TASK TO COMPLETE:
Please reproduce all of the material below word for word, from its first line to its last.

━━━━━ ITEMS

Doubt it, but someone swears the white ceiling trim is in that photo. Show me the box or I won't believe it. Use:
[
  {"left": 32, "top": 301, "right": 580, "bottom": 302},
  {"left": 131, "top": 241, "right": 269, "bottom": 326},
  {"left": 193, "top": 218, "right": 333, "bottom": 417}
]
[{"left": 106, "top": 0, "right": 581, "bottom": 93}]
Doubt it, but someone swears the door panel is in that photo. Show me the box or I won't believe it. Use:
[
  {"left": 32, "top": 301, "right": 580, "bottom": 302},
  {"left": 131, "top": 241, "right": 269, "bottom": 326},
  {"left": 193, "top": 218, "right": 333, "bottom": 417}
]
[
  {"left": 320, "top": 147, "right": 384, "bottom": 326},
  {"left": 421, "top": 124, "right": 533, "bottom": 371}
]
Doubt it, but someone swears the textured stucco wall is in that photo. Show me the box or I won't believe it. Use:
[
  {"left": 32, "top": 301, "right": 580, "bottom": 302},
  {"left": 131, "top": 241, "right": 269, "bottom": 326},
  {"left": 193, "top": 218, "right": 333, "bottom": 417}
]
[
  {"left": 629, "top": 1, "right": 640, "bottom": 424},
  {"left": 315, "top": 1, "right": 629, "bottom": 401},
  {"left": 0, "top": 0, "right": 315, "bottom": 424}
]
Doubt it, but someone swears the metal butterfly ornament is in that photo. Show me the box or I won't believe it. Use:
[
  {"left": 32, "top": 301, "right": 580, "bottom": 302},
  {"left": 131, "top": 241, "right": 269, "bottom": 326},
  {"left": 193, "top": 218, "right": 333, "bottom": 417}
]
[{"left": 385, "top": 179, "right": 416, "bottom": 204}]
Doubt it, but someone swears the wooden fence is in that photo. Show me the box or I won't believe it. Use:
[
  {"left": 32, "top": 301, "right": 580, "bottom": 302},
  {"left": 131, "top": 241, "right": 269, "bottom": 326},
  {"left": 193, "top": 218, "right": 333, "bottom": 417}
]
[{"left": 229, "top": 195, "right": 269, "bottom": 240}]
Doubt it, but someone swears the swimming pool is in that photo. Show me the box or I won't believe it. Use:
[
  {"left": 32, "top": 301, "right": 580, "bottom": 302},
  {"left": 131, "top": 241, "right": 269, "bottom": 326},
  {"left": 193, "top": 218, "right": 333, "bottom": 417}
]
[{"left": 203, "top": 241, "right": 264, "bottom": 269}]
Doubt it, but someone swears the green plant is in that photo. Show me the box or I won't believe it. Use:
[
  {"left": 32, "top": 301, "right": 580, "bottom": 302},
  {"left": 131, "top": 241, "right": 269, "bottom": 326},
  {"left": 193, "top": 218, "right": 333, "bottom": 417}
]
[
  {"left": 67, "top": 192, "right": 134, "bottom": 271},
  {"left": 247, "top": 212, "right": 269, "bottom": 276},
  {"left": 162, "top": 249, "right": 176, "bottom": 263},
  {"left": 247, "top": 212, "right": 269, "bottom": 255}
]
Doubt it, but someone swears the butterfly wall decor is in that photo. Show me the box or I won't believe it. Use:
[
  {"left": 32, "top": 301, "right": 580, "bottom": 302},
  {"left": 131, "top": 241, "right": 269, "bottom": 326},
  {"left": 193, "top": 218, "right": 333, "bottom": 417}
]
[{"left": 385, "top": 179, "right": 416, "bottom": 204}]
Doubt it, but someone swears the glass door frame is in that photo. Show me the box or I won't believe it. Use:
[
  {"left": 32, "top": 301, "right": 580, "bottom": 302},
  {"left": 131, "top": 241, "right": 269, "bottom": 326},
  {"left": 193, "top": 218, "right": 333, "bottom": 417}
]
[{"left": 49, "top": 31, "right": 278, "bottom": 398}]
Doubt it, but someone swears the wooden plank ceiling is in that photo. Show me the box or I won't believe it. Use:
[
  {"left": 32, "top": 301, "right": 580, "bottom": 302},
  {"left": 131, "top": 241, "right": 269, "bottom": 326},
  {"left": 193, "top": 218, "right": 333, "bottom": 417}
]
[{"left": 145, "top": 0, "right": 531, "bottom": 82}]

━━━━━━━━━━

THE REPLY:
Doubt it, but someone swears the white ceiling trim is in that photo. Show me the box or I won't believe it. Use:
[
  {"left": 32, "top": 301, "right": 580, "bottom": 302},
  {"left": 131, "top": 241, "right": 269, "bottom": 326},
  {"left": 193, "top": 218, "right": 333, "bottom": 417}
]
[{"left": 106, "top": 0, "right": 581, "bottom": 93}]
Doubt it, but someone swears the door panel is in that photo. Show me the box or I won't believe it. Use:
[
  {"left": 32, "top": 301, "right": 580, "bottom": 302},
  {"left": 131, "top": 241, "right": 269, "bottom": 326},
  {"left": 193, "top": 218, "right": 333, "bottom": 417}
]
[
  {"left": 320, "top": 147, "right": 384, "bottom": 326},
  {"left": 421, "top": 124, "right": 533, "bottom": 371}
]
Doubt it, but someone swears the textured stucco wall is in that photo. Show me the box or I won't believe it. Use:
[
  {"left": 32, "top": 301, "right": 580, "bottom": 302},
  {"left": 131, "top": 241, "right": 269, "bottom": 326},
  {"left": 193, "top": 218, "right": 333, "bottom": 417}
]
[
  {"left": 629, "top": 1, "right": 640, "bottom": 424},
  {"left": 315, "top": 1, "right": 629, "bottom": 401},
  {"left": 0, "top": 0, "right": 315, "bottom": 424}
]
Doubt it, but someone swears the metal butterfly ornament is in that photo. Show me the box or I won't believe it. Use:
[
  {"left": 32, "top": 301, "right": 580, "bottom": 302},
  {"left": 131, "top": 241, "right": 269, "bottom": 326},
  {"left": 193, "top": 218, "right": 333, "bottom": 417}
]
[{"left": 385, "top": 179, "right": 416, "bottom": 204}]
Doubt it, but someone swears the wooden fence is in that photo. Show me the box or I won't believe it. Use:
[
  {"left": 32, "top": 301, "right": 580, "bottom": 302},
  {"left": 131, "top": 241, "right": 269, "bottom": 326},
  {"left": 193, "top": 218, "right": 333, "bottom": 417}
]
[{"left": 229, "top": 195, "right": 269, "bottom": 240}]
Doubt it, but someone swears the swimming pool is in that photo. Show me the box or I won't believe it. Use:
[
  {"left": 32, "top": 301, "right": 580, "bottom": 302},
  {"left": 131, "top": 241, "right": 269, "bottom": 326},
  {"left": 193, "top": 218, "right": 333, "bottom": 417}
]
[{"left": 203, "top": 241, "right": 264, "bottom": 269}]
Doubt it, but someone swears the green plant is in that photo. Show me the box or I won't believe it. Use:
[
  {"left": 32, "top": 301, "right": 580, "bottom": 302},
  {"left": 131, "top": 241, "right": 269, "bottom": 326},
  {"left": 193, "top": 218, "right": 333, "bottom": 417}
]
[
  {"left": 67, "top": 192, "right": 134, "bottom": 271},
  {"left": 247, "top": 212, "right": 269, "bottom": 276},
  {"left": 162, "top": 249, "right": 176, "bottom": 263},
  {"left": 247, "top": 212, "right": 269, "bottom": 255}
]
Doubt it, but someone swears the butterfly wall decor is in that photo. Show me the box or I won't believe it. Use:
[
  {"left": 32, "top": 301, "right": 580, "bottom": 302},
  {"left": 131, "top": 241, "right": 269, "bottom": 326},
  {"left": 193, "top": 218, "right": 333, "bottom": 417}
]
[{"left": 385, "top": 179, "right": 416, "bottom": 204}]
Doubt it, but someone swears the glass door frame is in that photo. Show me the box or I won't believe it. Use:
[
  {"left": 32, "top": 301, "right": 580, "bottom": 302},
  {"left": 131, "top": 241, "right": 269, "bottom": 326},
  {"left": 193, "top": 218, "right": 333, "bottom": 417}
]
[{"left": 49, "top": 31, "right": 278, "bottom": 398}]
Doubt it, but someone swears the wooden plank ceiling is in that photo. Show me the box or I won't believe it. Use:
[
  {"left": 32, "top": 301, "right": 580, "bottom": 302},
  {"left": 131, "top": 241, "right": 269, "bottom": 326},
  {"left": 193, "top": 218, "right": 333, "bottom": 417}
]
[{"left": 145, "top": 0, "right": 531, "bottom": 82}]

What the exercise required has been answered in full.